Problem details: Go through the data below and keep only the lines containing the word "wall". Copy each of those lines out in full.

Supplied records:
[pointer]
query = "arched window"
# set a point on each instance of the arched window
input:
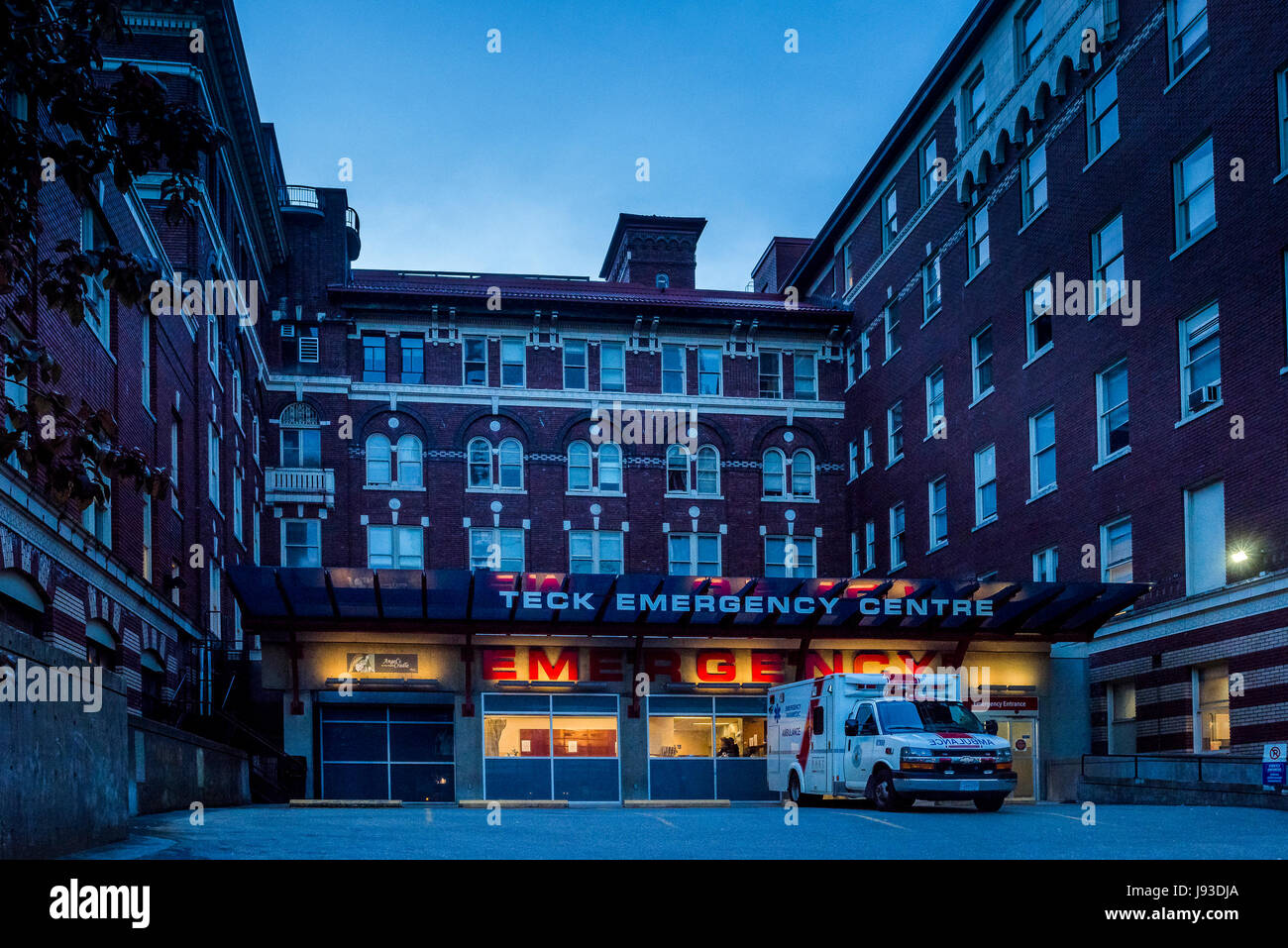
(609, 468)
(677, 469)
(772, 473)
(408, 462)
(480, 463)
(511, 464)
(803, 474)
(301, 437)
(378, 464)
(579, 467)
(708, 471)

==

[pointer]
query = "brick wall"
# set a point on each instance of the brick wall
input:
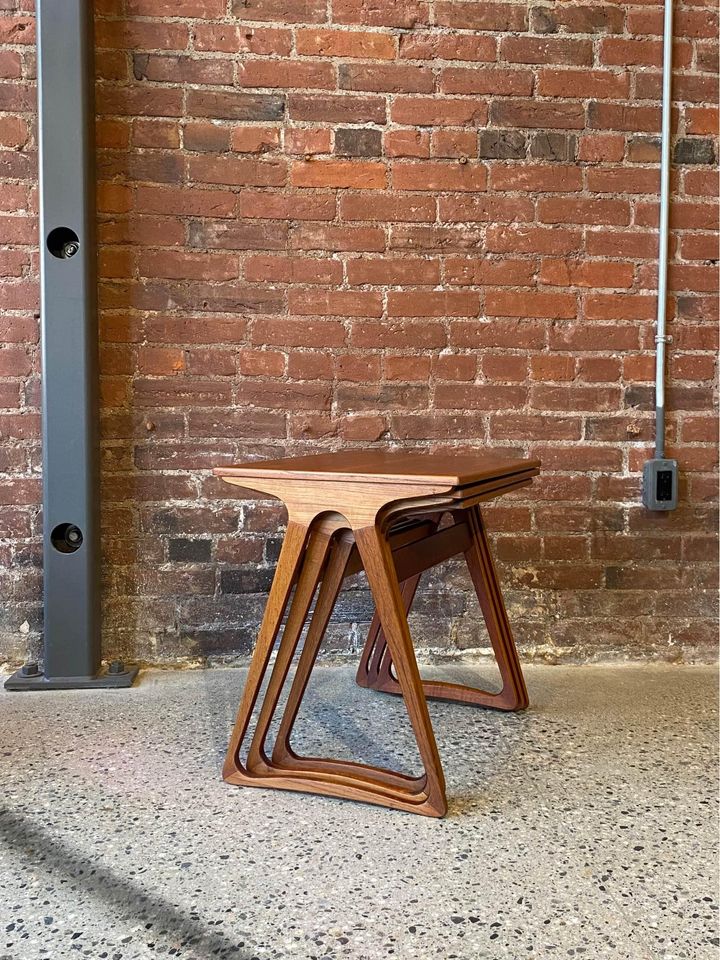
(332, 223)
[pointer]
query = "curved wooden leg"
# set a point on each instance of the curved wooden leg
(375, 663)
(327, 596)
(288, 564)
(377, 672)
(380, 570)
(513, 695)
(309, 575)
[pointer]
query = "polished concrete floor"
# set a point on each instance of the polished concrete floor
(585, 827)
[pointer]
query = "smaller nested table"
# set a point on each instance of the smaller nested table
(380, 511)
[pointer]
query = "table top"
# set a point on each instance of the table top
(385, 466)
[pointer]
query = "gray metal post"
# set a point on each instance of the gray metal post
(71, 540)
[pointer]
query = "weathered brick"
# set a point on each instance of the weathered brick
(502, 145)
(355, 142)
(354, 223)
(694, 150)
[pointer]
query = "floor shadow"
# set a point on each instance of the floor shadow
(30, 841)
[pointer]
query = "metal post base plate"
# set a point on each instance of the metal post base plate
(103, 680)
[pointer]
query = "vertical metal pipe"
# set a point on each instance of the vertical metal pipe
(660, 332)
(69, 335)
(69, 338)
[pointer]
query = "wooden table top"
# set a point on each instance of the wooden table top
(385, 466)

Solution to this exercise:
query = "brick wall"
# set a point on each instance of the brick wall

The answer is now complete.